--- EXERCISE ---
Rewrite the material below so that every occurrence of "report the position" becomes "give the coordinates", leaving everything else unchanged.

--- SOURCE DATA ---

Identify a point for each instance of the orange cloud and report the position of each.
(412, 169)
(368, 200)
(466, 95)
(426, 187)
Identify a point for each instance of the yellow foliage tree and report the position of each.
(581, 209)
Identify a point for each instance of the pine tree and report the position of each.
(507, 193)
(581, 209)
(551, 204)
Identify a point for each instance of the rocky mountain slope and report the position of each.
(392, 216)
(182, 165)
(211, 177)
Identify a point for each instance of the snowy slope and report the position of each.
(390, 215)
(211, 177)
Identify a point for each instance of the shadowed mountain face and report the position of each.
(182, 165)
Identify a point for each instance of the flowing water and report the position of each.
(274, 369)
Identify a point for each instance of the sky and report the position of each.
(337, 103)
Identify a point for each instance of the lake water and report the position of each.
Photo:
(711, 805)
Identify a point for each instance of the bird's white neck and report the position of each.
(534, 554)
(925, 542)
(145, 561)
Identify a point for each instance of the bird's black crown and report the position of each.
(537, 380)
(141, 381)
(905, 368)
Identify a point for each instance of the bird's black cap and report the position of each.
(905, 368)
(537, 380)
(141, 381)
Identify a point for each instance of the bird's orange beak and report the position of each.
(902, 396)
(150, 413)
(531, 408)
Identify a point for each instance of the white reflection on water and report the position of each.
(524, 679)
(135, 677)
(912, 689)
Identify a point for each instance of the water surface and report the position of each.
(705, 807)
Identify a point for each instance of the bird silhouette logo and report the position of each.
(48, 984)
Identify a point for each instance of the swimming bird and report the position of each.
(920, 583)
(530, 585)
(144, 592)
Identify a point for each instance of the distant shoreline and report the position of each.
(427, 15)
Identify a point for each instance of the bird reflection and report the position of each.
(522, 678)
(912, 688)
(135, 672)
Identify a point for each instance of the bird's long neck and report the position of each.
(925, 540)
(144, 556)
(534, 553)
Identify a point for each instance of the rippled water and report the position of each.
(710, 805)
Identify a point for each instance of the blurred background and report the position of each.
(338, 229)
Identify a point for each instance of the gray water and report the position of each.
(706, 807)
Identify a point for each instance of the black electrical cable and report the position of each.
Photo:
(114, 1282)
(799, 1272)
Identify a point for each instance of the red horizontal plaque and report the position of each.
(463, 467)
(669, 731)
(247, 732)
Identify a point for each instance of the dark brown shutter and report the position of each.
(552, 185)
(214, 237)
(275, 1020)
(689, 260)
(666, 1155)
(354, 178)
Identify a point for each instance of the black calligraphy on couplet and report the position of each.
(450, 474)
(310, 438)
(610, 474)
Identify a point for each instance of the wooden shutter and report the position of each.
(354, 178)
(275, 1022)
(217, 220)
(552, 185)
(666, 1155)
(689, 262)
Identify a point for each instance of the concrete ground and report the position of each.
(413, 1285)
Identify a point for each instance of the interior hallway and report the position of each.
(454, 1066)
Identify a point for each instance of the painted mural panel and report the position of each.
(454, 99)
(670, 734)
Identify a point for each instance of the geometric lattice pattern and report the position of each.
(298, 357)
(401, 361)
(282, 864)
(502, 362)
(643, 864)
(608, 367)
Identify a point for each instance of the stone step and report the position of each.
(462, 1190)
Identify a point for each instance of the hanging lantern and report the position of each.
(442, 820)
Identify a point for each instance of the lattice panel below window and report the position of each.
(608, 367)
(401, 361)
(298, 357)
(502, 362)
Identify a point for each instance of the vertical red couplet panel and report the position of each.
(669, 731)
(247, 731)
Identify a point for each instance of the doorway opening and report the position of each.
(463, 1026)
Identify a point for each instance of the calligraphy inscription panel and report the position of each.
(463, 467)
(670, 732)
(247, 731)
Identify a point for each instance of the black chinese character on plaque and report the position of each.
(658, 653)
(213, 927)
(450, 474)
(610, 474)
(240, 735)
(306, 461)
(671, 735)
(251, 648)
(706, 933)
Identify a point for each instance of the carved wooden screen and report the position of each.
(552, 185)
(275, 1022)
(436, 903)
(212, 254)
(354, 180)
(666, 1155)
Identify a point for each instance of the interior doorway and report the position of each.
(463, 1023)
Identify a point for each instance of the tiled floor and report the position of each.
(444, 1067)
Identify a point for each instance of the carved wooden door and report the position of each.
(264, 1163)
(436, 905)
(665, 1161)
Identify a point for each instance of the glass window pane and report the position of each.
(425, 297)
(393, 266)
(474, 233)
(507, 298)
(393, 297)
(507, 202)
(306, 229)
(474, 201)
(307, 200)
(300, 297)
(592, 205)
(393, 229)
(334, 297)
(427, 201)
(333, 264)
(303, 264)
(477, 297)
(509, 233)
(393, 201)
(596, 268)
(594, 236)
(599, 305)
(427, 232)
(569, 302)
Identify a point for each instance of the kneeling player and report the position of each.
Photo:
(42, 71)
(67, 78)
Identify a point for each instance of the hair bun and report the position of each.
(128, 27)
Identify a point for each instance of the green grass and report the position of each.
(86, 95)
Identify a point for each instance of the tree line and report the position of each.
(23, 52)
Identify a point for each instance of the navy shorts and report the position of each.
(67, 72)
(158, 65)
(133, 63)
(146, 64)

--- SOLUTION FOR THIS PROBLEM ---
Identify a point for each instance of the orange cloud and give the coordinates of each.
(412, 169)
(368, 200)
(466, 95)
(426, 187)
Identify a point for each instance of the yellow foliage tree and give the coordinates of each.
(581, 209)
Identify a point for each instance of the pine tree and give the coordinates of each.
(507, 193)
(581, 209)
(551, 204)
Identify a point for each instance of the rocky mountain slope and give the coordinates of each.
(392, 216)
(182, 165)
(211, 177)
Identify a point for each instance of the snowy slope and give the coordinates of each.
(390, 215)
(211, 177)
Identify a point for each instance of the shadowed mountain face and give the coordinates of each.
(182, 165)
Identify a point for each instance of the flowing water and give the coordinates of each.
(274, 369)
Identify a point for each instance of the sky and give the coordinates of each.
(337, 103)
Identify a point for each instance of the lake water and give the coordinates of each.
Photo:
(711, 805)
Identify a point for each instance of the bird's white neck and give the coordinates of each.
(534, 554)
(925, 542)
(145, 561)
Identify a point for each instance of the bird's black crown and give the coordinates of each.
(537, 380)
(141, 381)
(905, 368)
Identify a point for each instance of the bird's black cap and give the coordinates of each.
(905, 368)
(537, 380)
(141, 381)
Identify a point for each instance of the bird's orange beak and give the coordinates of each.
(902, 396)
(150, 413)
(531, 408)
Identify a point for each instance of the white reflection on water and give the coordinates of each.
(524, 679)
(135, 677)
(912, 689)
Identify a point for each instance of the water surface and give the coordinates of each.
(705, 807)
Identify a point for each instance of the bird silhouette logo and give the coordinates of each.
(48, 984)
Identify a point for each instance of the swimming bird and give the coordinates of each.
(920, 583)
(530, 585)
(144, 592)
Identify a point for each instance of the distant shoreline and give the coordinates of each.
(427, 15)
Identify a point for each instance of the bird reflection and give the coordinates of each.
(522, 678)
(912, 688)
(135, 672)
Identify a point for each instance of the bird's long neck and give the coordinates of each.
(925, 540)
(144, 556)
(534, 553)
Identify a point for each instance of the rippled water and give the coordinates of each.
(710, 805)
Identify a point for each instance of the blurred background and give the coordinates of each.
(338, 229)
Identify a point for each instance of the gray water and give the coordinates of each.
(706, 807)
Identify a point for each instance of the black electrical cable and give the coordinates of each.
Photo:
(114, 1282)
(799, 1272)
Identify a point for each instance of the red horizontal plaque and give the coordinates of each.
(463, 467)
(669, 731)
(247, 732)
Identify a point for each instance of the dark brown shutter and give the coordinates of each.
(552, 185)
(214, 237)
(275, 1020)
(689, 260)
(666, 1155)
(354, 178)
Identify a point for each instance of the black calligraphy on couplet and give the coordinates of each.
(450, 474)
(310, 438)
(610, 474)
Identify a point for each instance of the wooden shutter and give the coordinates of each.
(354, 178)
(275, 1022)
(217, 220)
(552, 185)
(666, 1155)
(689, 262)
Identify a point for each instance of the concrete ground and give the coordinates of each.
(413, 1285)
Identify a point for each instance of the interior hallway and give the coordinates of each.
(454, 1066)
Identify a point for each instance of the painted mural panel and give the coordinates of each.
(454, 99)
(670, 734)
Identify a point for each instance of the geometric lattice pattern and give the coordinates of each.
(298, 357)
(401, 361)
(282, 864)
(502, 362)
(643, 864)
(608, 367)
Identify a point for each instance of the stone step and give the coordinates of each.
(462, 1190)
Identify a point for each instance of the hanging lantern and give the coordinates of each.
(442, 820)
Identify a point for each instance of the lattice panel below window and give the coordinates of each.
(608, 367)
(401, 361)
(298, 357)
(502, 362)
Identify a point for each instance of the vertical red couplet panel and give the coordinates of each.
(669, 731)
(247, 731)
Identify a point for each instance of the doorway opening and give the coordinates of each.
(463, 1026)
Identify a point for each instance of the calligraphy inscription panel and give the coordinates of each.
(463, 467)
(670, 732)
(247, 731)
Identify a point for each instance of the black chinese character on plaque and give the coordinates of each.
(658, 653)
(213, 927)
(450, 474)
(610, 474)
(240, 735)
(306, 461)
(671, 735)
(251, 648)
(706, 933)
Identify a point for each instance of the carved wooden screen and give the coordinates of each.
(552, 185)
(275, 1022)
(436, 903)
(212, 254)
(354, 180)
(666, 1155)
Identify a point for each instance of the interior doorway and give the coordinates of each.
(463, 1023)
Identify a point for each instance of the tiled floor and give the coordinates of each.
(444, 1067)
Identify a point for each instance of the carved wooden door and give the coordinates of each.
(264, 1163)
(436, 905)
(665, 1161)
Identify a point for each instance of the glass window pane and give the coordinates of each.
(425, 297)
(393, 266)
(474, 233)
(507, 298)
(393, 297)
(507, 202)
(306, 229)
(474, 201)
(307, 200)
(300, 297)
(592, 205)
(393, 229)
(334, 297)
(427, 201)
(333, 264)
(303, 264)
(477, 297)
(509, 233)
(393, 201)
(596, 268)
(594, 236)
(599, 305)
(427, 232)
(569, 302)
Identify a point for each instance of the kneeling player and give the coordinates of each.
Photo:
(42, 71)
(67, 78)
Identify a point for each instance of the hair bun and give the coordinates of each.
(128, 27)
Identify a point for each instance of the green grass and give the coordinates of each.
(86, 95)
Identify a point for each instance of the tree line and give the coordinates of each.
(23, 52)
Identify a point for each instance of the navy shorts and give the coordinates of each.
(67, 72)
(158, 65)
(133, 63)
(146, 64)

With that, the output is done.